**THE REQUEST:**
Copy out the line containing "of the ferry" and each line after it, through the last one in the material, exactly as written.

Collected data entries

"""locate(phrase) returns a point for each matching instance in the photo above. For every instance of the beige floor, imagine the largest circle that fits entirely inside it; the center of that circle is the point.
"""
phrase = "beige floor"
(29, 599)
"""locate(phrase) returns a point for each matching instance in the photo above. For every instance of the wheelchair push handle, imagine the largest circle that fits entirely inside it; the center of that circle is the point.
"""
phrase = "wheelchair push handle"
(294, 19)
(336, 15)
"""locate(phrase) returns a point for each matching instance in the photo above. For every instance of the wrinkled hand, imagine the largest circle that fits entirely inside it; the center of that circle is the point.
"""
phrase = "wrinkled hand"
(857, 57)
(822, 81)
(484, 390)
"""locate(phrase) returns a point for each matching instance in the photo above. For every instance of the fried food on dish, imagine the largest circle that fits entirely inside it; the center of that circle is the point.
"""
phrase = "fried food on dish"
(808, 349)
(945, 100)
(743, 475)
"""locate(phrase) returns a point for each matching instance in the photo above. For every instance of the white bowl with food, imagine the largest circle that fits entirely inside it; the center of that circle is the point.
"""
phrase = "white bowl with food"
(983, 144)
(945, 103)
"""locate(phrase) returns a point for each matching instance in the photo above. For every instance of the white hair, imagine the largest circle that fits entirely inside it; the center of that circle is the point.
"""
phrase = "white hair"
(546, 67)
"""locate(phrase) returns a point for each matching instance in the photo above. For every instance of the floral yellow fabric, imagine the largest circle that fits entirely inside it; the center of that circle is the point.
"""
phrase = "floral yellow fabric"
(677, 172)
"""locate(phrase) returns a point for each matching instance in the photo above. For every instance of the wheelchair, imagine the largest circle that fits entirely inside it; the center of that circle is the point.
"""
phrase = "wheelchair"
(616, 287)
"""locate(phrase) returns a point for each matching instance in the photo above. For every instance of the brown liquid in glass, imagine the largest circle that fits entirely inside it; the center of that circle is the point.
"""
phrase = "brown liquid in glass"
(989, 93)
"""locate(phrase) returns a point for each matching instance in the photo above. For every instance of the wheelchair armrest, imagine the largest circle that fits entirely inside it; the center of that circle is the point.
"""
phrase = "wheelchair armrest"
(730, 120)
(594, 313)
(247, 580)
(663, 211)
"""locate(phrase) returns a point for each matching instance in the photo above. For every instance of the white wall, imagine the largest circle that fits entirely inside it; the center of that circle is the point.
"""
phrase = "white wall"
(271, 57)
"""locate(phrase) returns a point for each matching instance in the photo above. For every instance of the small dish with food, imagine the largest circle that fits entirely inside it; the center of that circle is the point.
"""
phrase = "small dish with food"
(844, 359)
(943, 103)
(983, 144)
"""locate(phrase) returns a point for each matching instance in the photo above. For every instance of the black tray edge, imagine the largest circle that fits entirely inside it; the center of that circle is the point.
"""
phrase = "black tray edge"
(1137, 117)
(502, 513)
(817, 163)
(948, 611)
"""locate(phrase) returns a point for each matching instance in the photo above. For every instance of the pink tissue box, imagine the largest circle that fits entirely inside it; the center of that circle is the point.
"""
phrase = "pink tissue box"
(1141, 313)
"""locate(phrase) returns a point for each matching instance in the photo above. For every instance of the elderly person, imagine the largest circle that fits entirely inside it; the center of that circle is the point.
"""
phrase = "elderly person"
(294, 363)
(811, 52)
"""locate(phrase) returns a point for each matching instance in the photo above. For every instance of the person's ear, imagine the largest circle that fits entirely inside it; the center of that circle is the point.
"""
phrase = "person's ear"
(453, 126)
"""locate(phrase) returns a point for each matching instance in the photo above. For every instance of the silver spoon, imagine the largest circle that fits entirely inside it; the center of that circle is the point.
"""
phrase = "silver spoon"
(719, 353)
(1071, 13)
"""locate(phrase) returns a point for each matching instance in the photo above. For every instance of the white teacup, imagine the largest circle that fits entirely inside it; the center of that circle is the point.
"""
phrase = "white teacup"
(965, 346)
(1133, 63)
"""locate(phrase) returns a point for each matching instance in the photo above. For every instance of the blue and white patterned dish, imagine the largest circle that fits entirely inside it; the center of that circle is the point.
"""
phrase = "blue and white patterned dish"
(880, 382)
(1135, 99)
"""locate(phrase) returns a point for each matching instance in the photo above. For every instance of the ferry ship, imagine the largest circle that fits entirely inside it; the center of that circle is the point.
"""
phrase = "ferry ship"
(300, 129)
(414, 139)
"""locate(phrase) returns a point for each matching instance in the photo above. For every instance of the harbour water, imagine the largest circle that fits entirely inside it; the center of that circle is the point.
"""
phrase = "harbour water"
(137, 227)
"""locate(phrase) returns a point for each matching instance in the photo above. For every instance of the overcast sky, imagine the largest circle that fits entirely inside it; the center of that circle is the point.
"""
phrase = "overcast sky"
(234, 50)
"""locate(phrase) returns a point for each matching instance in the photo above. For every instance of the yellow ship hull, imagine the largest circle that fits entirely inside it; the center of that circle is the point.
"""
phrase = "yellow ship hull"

**RESPONSE:**
"""locate(phrase) returns a point for each matching instance in the photo above. For every instance of the ferry ship, imagine the largest circle that fits entirely inside it; the center of that circle is the point.
"""
phrase = "ferry ship"
(300, 129)
(414, 139)
"""locate(phrase) returns a point for each matching instance in the photo above. For every instance of the harbour water, imagine the largest circle that fits entirely inside it; the center of that circle is the point.
"""
phrase = "harbour water"
(137, 227)
"""locate(phrase) returns a point for each matching instance in the photo above. For every instance of the overcast sky, imagine the largest circle that fits entirely inside it; the center of that circle is the point.
"""
phrase = "overcast sky"
(234, 50)
"""locate(phrase) returns a point for each matching instance in the photo above. For every instance of the yellow ship hull, imagine the largest circle that fits entirely inside it; the center of that circle is the point.
"""
phrase = "yellow ship hull"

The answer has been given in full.